* [What this task involves]
Please put every line of the records below into a Markdown table with two columns, Row and Line, numbering each row and skipping blank lines.

* [Record list]
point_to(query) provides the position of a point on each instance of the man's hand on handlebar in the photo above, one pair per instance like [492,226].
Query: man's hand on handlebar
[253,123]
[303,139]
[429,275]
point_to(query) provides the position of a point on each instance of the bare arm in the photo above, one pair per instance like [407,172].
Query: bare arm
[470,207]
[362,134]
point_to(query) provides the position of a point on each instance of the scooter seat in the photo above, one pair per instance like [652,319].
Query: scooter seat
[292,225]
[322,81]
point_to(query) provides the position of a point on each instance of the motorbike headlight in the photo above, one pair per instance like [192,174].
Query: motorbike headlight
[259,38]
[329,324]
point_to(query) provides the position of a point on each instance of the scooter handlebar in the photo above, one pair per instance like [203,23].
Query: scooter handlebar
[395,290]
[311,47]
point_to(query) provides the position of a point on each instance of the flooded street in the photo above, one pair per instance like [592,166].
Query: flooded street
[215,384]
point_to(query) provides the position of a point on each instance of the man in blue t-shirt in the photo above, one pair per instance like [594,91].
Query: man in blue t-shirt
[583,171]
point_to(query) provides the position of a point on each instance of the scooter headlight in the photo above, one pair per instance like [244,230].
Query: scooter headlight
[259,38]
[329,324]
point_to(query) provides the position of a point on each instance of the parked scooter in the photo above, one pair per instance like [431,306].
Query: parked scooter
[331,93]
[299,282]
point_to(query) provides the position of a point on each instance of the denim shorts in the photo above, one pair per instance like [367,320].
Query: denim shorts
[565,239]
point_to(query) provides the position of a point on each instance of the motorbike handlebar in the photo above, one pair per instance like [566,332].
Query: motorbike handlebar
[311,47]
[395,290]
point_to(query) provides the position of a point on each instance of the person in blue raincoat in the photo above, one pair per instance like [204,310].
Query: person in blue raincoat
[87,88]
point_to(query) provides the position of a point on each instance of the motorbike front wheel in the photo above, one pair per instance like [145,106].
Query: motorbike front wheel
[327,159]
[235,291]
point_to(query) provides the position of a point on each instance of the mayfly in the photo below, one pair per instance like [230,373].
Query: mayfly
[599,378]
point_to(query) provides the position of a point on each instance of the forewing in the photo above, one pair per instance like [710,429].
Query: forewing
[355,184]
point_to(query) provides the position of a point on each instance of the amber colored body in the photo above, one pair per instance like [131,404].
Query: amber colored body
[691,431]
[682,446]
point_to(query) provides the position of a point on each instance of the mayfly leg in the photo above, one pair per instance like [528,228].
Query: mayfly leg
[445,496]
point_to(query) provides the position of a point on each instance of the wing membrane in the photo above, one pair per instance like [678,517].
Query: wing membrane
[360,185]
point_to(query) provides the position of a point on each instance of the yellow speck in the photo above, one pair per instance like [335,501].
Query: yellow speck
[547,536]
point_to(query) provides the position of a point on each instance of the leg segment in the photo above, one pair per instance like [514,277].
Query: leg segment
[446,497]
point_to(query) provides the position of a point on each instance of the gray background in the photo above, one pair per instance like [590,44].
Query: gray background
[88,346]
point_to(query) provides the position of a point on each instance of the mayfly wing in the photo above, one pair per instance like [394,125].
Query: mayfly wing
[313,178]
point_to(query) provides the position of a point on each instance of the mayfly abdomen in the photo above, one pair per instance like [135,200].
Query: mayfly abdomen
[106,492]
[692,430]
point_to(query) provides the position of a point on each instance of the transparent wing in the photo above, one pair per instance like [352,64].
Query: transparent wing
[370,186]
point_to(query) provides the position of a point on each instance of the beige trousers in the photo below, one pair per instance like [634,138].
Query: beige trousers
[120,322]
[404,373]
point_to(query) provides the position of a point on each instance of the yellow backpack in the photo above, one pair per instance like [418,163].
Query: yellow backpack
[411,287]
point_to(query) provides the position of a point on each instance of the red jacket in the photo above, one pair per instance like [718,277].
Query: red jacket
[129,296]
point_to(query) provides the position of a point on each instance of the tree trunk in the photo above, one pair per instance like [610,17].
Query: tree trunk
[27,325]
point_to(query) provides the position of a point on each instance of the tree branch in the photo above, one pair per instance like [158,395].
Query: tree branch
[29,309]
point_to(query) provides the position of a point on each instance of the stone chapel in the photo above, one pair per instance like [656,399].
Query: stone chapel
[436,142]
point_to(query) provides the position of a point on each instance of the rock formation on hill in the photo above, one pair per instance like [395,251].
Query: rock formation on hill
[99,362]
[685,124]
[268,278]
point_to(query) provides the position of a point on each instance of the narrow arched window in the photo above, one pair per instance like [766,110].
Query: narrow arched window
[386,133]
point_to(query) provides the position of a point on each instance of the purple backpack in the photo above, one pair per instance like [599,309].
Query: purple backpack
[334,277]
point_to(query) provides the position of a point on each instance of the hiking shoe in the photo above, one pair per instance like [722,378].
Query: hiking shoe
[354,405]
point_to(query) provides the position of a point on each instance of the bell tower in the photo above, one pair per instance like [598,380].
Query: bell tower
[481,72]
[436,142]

* [Task answer]
| Row | Line |
|---|---|
| 1 | point_to(query) provides the position of a point on each instance of the man's hand on handlebar in the photo above, one pair per instance like [492,226]. |
| 2 | Query: man's hand on handlebar |
| 3 | [253,123] |
| 4 | [303,139] |
| 5 | [429,275] |
| 6 | point_to(query) provides the position of a point on each instance of the bare arm in the photo above, one pair per instance like [407,172]. |
| 7 | Query: bare arm |
| 8 | [470,207] |
| 9 | [362,134] |
| 10 | point_to(query) provides the position of a point on each instance of the scooter seat in the photo above, one pair per instance like [652,319]. |
| 11 | Query: scooter seat |
| 12 | [292,225] |
| 13 | [322,81] |
| 14 | point_to(query) provides the position of a point on each instance of the motorbike headlight in the photo above, one pair per instance like [192,174]. |
| 15 | Query: motorbike headlight |
| 16 | [259,38] |
| 17 | [329,324] |
| 18 | point_to(query) provides the position of a point on each instance of the scooter handlebar in the photo above, one pair per instance like [203,23]. |
| 19 | Query: scooter handlebar |
| 20 | [395,290] |
| 21 | [311,47] |
| 22 | point_to(query) provides the position of a point on each instance of the flooded street in the photo above, one pair per instance like [592,166]. |
| 23 | Query: flooded street |
| 24 | [215,384] |
| 25 | point_to(query) provides the position of a point on each instance of the man in blue t-shirt in the photo above, one pair per instance like [594,91]. |
| 26 | Query: man in blue t-shirt |
| 27 | [583,171] |
| 28 | point_to(query) provides the position of a point on each instance of the scooter headlight in the photo above, one pair per instance like [244,230]. |
| 29 | Query: scooter headlight |
| 30 | [259,38] |
| 31 | [329,324] |
| 32 | point_to(query) provides the position of a point on each instance of the parked scooter in the photo above, one pair per instance like [431,306]. |
| 33 | Query: parked scooter |
| 34 | [331,93] |
| 35 | [299,282] |
| 36 | point_to(query) provides the position of a point on each instance of the denim shorts in the photo above, one pair per instance like [367,320]. |
| 37 | Query: denim shorts |
| 38 | [565,239] |
| 39 | point_to(query) provides the position of a point on each instance of the motorbike handlebar in the photo above, one pair per instance like [566,332]. |
| 40 | Query: motorbike handlebar |
| 41 | [311,47] |
| 42 | [395,290] |
| 43 | point_to(query) provides the position of a point on each instance of the person in blue raincoat in the photo above, one pair per instance like [204,310]. |
| 44 | Query: person in blue raincoat |
| 45 | [87,88] |
| 46 | point_to(query) provides the position of a point on each instance of the motorbike front wheel in the photo above, one pair per instance like [145,106]. |
| 47 | Query: motorbike front wheel |
| 48 | [327,159] |
| 49 | [235,291] |
| 50 | point_to(query) provides the position of a point on each instance of the mayfly in the photo below, one pair per instance like [230,373]. |
| 51 | Query: mayfly |
| 52 | [599,378] |
| 53 | point_to(query) provides the position of a point on each instance of the forewing in the photo above, one pair per instance like [710,429]. |
| 54 | Query: forewing |
| 55 | [355,184] |
| 56 | point_to(query) provides the position of a point on each instance of the amber colored body in the photo above, one pair per instance like [131,404]. |
| 57 | Query: amber colored body |
| 58 | [691,431] |
| 59 | [682,446] |
| 60 | point_to(query) provides the position of a point on each instance of the mayfly leg in the photo above, one pair per instance like [528,228]. |
| 61 | Query: mayfly leg |
| 62 | [445,496] |
| 63 | point_to(query) provides the position of a point on each instance of the wing membrane in the photo above, one pair per instance like [678,517]. |
| 64 | Query: wing membrane |
| 65 | [360,185] |
| 66 | point_to(query) provides the position of a point on each instance of the yellow speck in the photo above, one pair per instance like [335,501]. |
| 67 | Query: yellow speck |
| 68 | [547,536] |
| 69 | point_to(query) provides the position of a point on each instance of the leg segment in the photo above, one pair per instance like [514,277]. |
| 70 | Query: leg segment |
| 71 | [446,497] |
| 72 | point_to(query) provides the position of a point on each instance of the gray background in the photo above, one pair per instance like [590,44]. |
| 73 | Query: gray background |
| 74 | [88,346] |
| 75 | point_to(query) provides the position of a point on each instance of the mayfly wing in the photo above, one pair per instance like [394,125]. |
| 76 | Query: mayfly wing |
| 77 | [313,178] |
| 78 | point_to(query) provides the position of a point on each instance of the mayfly abdomen in the photo above, one pair per instance like [135,200]. |
| 79 | Query: mayfly abdomen |
| 80 | [106,492] |
| 81 | [692,430] |
| 82 | point_to(query) provides the position of a point on each instance of the transparent wing in the photo above, one pair per instance like [352,64]. |
| 83 | Query: transparent wing |
| 84 | [370,186] |
| 85 | point_to(query) provides the position of a point on each instance of the beige trousers in the photo below, one pair per instance like [634,138]. |
| 86 | Query: beige trousers |
| 87 | [120,322] |
| 88 | [404,373] |
| 89 | point_to(query) provides the position of a point on each instance of the yellow backpack in the photo above, one pair per instance like [418,163]. |
| 90 | Query: yellow backpack |
| 91 | [411,287] |
| 92 | point_to(query) provides the position of a point on each instance of the red jacket in the photo above, one pair per instance like [718,277]. |
| 93 | Query: red jacket |
| 94 | [129,296] |
| 95 | point_to(query) provides the position of a point on each instance of the tree trunk in the photo above, one pair per instance like [610,17]. |
| 96 | Query: tree trunk |
| 97 | [27,325] |
| 98 | point_to(query) provides the position of a point on each instance of the tree branch in the photo above, one pair per instance like [158,395]. |
| 99 | Query: tree branch |
| 100 | [29,309] |
| 101 | point_to(query) provides the position of a point on each instance of the stone chapel in the photo above, one pair per instance like [656,399]. |
| 102 | Query: stone chapel |
| 103 | [436,142] |
| 104 | point_to(query) provides the position of a point on each instance of the rock formation on hill in the photo above, one pair per instance like [395,251]. |
| 105 | Query: rock formation on hill |
| 106 | [99,362] |
| 107 | [685,124] |
| 108 | [268,278] |
| 109 | point_to(query) provides the position of a point on each instance of the narrow arched window in the photo above, one pair per instance like [766,110]. |
| 110 | Query: narrow arched window |
| 111 | [386,133] |
| 112 | point_to(query) provides the position of a point on each instance of the purple backpack in the photo above, one pair per instance like [599,309]. |
| 113 | Query: purple backpack |
| 114 | [334,277] |
| 115 | point_to(query) provides the position of a point on each instance of the hiking shoe in the photo above, one pair per instance like [722,378]. |
| 116 | Query: hiking shoe |
| 117 | [354,405] |
| 118 | point_to(query) provides the position of a point on each instance of the bell tower in the photo above, one pair per instance like [598,380]. |
| 119 | Query: bell tower |
| 120 | [481,72] |
| 121 | [436,142] |